• **EXERCISE AIM**: From the records below, print exactly the lines starting at the one containing "Target: puddle" and ending at the one containing "Target: small white object", ends included, and nothing else.

• **THE DATA**:
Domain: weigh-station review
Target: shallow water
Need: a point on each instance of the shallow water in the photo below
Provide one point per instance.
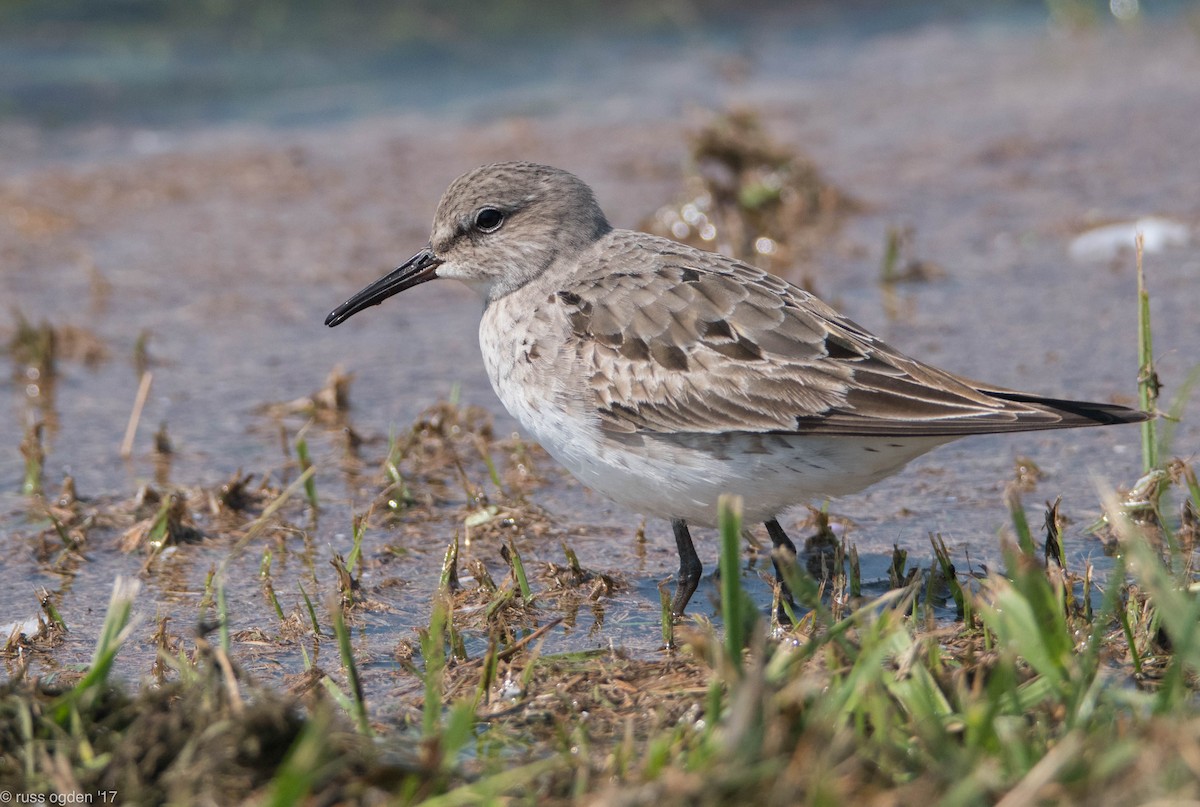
(227, 240)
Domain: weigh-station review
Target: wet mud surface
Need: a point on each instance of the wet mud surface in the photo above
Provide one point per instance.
(210, 257)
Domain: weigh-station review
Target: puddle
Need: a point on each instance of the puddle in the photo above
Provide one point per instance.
(211, 258)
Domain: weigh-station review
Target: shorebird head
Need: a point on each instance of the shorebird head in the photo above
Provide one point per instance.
(496, 228)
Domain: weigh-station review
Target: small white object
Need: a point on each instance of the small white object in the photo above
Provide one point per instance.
(1110, 240)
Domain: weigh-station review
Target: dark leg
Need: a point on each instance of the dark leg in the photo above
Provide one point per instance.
(779, 539)
(689, 567)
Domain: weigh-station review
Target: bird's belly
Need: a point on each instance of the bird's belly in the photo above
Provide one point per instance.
(682, 476)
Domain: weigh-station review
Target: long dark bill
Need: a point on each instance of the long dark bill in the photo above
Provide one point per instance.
(418, 269)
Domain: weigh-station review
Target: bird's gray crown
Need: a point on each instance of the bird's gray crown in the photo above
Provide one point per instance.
(502, 225)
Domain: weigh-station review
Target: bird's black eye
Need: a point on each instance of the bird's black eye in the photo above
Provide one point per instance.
(489, 220)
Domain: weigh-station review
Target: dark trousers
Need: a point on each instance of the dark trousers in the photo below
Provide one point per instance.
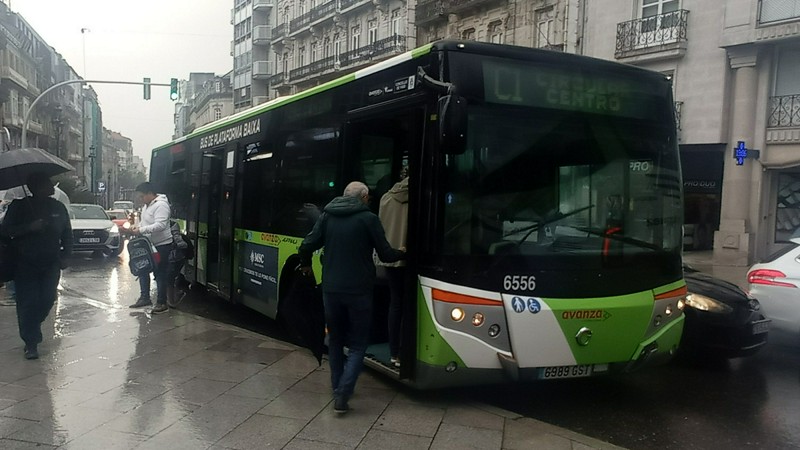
(160, 274)
(349, 318)
(37, 289)
(396, 277)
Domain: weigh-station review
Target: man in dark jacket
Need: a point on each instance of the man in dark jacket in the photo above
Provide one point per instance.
(350, 232)
(41, 238)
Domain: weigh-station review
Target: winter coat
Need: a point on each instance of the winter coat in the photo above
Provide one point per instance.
(349, 231)
(154, 222)
(394, 217)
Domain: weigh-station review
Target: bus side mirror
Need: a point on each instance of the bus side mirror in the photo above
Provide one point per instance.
(453, 124)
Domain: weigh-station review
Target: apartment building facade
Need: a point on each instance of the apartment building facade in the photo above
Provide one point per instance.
(253, 22)
(734, 66)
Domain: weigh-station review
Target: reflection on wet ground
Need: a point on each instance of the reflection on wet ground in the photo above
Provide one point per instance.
(113, 377)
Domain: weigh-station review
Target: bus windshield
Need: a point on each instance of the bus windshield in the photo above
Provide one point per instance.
(538, 182)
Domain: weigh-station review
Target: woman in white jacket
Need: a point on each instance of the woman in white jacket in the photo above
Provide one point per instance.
(154, 224)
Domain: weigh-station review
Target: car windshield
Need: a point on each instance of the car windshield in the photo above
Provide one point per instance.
(87, 212)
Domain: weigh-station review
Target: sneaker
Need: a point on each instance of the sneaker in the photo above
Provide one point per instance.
(31, 352)
(340, 405)
(141, 303)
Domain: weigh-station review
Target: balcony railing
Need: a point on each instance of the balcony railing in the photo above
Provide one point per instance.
(778, 10)
(299, 22)
(344, 4)
(261, 69)
(279, 31)
(258, 4)
(378, 48)
(314, 68)
(430, 11)
(262, 34)
(784, 111)
(651, 32)
(278, 78)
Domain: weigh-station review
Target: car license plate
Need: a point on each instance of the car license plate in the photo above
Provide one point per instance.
(760, 326)
(550, 373)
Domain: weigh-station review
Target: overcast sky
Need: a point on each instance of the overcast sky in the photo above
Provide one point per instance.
(128, 40)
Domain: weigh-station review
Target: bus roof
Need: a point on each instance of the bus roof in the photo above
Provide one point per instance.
(480, 47)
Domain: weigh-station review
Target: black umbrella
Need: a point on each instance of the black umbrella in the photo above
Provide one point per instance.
(17, 165)
(305, 314)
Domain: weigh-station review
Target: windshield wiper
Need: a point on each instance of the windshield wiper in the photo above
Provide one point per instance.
(619, 237)
(555, 218)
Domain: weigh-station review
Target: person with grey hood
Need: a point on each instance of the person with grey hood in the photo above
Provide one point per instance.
(349, 232)
(393, 213)
(154, 224)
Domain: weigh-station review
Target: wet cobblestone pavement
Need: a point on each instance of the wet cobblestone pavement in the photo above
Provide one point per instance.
(112, 377)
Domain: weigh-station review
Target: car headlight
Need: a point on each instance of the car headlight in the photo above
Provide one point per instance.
(703, 303)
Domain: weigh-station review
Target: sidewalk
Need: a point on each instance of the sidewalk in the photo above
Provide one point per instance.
(109, 377)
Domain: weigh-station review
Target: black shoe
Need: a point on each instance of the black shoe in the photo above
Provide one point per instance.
(340, 405)
(141, 303)
(31, 352)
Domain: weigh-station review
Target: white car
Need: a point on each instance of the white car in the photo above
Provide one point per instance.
(93, 230)
(775, 282)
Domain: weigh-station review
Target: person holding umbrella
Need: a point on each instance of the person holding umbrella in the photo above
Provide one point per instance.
(41, 238)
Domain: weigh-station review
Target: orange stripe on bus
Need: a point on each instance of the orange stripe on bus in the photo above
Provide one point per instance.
(673, 293)
(452, 297)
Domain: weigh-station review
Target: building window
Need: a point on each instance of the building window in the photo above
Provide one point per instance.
(653, 14)
(373, 31)
(496, 32)
(397, 23)
(544, 34)
(355, 38)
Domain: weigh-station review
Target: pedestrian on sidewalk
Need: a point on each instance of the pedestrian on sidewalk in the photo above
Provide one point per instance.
(154, 224)
(41, 238)
(349, 232)
(393, 213)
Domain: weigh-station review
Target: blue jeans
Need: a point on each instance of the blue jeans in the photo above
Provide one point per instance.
(349, 318)
(160, 275)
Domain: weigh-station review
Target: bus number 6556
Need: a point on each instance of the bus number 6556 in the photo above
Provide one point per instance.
(519, 283)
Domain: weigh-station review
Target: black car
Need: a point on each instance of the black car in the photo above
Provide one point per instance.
(721, 319)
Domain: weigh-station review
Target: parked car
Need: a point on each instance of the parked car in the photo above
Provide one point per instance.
(124, 204)
(122, 218)
(775, 281)
(721, 319)
(93, 230)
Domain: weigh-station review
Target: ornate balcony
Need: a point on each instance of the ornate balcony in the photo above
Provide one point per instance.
(430, 11)
(262, 34)
(314, 68)
(784, 111)
(392, 44)
(650, 34)
(770, 11)
(279, 32)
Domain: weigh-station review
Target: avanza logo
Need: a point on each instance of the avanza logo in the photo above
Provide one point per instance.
(586, 314)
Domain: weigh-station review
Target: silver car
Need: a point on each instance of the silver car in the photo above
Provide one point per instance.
(775, 282)
(93, 230)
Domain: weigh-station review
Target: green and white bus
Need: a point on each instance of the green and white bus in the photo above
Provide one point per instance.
(545, 207)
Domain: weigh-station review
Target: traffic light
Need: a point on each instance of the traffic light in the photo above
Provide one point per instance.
(173, 89)
(146, 85)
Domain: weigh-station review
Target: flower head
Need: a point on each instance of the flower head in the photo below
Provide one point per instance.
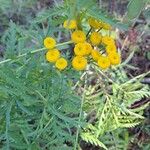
(114, 58)
(49, 42)
(79, 63)
(94, 23)
(111, 48)
(108, 40)
(52, 55)
(95, 38)
(106, 26)
(61, 63)
(95, 54)
(88, 48)
(78, 36)
(70, 24)
(103, 62)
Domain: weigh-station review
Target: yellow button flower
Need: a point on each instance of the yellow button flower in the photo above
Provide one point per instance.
(114, 58)
(79, 63)
(106, 26)
(70, 24)
(103, 62)
(111, 48)
(78, 36)
(95, 38)
(88, 48)
(49, 42)
(94, 23)
(80, 49)
(52, 55)
(95, 54)
(107, 40)
(61, 63)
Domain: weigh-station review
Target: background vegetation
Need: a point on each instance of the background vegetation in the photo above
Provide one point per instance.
(42, 108)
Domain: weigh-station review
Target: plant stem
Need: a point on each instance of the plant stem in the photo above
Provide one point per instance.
(33, 52)
(80, 114)
(88, 32)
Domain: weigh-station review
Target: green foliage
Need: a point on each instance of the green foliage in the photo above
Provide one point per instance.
(41, 108)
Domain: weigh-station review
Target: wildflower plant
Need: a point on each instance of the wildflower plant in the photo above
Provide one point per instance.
(63, 81)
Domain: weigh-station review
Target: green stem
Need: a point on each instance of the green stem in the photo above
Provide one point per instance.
(33, 52)
(80, 114)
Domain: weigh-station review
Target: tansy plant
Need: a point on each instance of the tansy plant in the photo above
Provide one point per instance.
(73, 91)
(88, 48)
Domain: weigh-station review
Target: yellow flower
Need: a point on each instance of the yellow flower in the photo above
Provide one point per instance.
(70, 24)
(108, 40)
(95, 54)
(103, 62)
(106, 26)
(111, 48)
(52, 55)
(79, 63)
(95, 38)
(114, 58)
(61, 64)
(49, 42)
(78, 36)
(88, 48)
(80, 49)
(94, 23)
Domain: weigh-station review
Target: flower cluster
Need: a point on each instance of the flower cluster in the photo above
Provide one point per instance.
(91, 47)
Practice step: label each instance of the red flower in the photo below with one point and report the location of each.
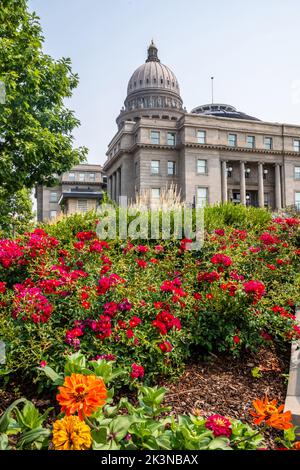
(221, 259)
(165, 347)
(82, 236)
(137, 371)
(256, 288)
(208, 276)
(2, 287)
(134, 322)
(268, 239)
(142, 249)
(110, 308)
(86, 305)
(219, 425)
(78, 245)
(141, 263)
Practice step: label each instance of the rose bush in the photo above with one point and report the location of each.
(145, 304)
(91, 419)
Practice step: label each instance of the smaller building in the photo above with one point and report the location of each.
(78, 190)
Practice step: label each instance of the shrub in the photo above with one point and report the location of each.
(146, 305)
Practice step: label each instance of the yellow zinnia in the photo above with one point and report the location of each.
(70, 433)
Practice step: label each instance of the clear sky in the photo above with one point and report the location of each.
(251, 47)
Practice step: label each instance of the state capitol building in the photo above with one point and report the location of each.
(212, 154)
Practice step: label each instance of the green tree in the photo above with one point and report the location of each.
(36, 139)
(16, 213)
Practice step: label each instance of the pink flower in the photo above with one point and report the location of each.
(142, 249)
(236, 339)
(2, 287)
(137, 371)
(219, 425)
(165, 347)
(220, 232)
(256, 288)
(141, 263)
(134, 322)
(220, 258)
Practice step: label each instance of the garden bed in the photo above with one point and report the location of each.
(225, 386)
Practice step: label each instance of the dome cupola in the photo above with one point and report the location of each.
(153, 91)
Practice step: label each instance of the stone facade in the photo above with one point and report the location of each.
(78, 190)
(212, 154)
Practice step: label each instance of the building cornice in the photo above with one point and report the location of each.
(223, 148)
(226, 148)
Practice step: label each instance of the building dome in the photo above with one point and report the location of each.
(153, 75)
(222, 110)
(154, 88)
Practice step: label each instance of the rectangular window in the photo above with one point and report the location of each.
(250, 141)
(202, 167)
(53, 197)
(171, 168)
(297, 172)
(155, 137)
(201, 137)
(171, 138)
(296, 145)
(155, 196)
(155, 167)
(232, 140)
(268, 143)
(297, 201)
(202, 197)
(82, 205)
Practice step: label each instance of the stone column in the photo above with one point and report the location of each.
(109, 186)
(224, 182)
(113, 189)
(242, 183)
(261, 194)
(278, 203)
(117, 186)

• **ANSWER TO THE EXERCISE**:
Target: puddle
Need: a point on each instance of the puddle in the photo above
Provide one point per instance.
(211, 258)
Domain: weigh-station review
Target: shorebird head
Need: a point on each instance of the shorebird head in the photo above
Provide one point per instance.
(496, 228)
Domain: weigh-station review
Target: small white object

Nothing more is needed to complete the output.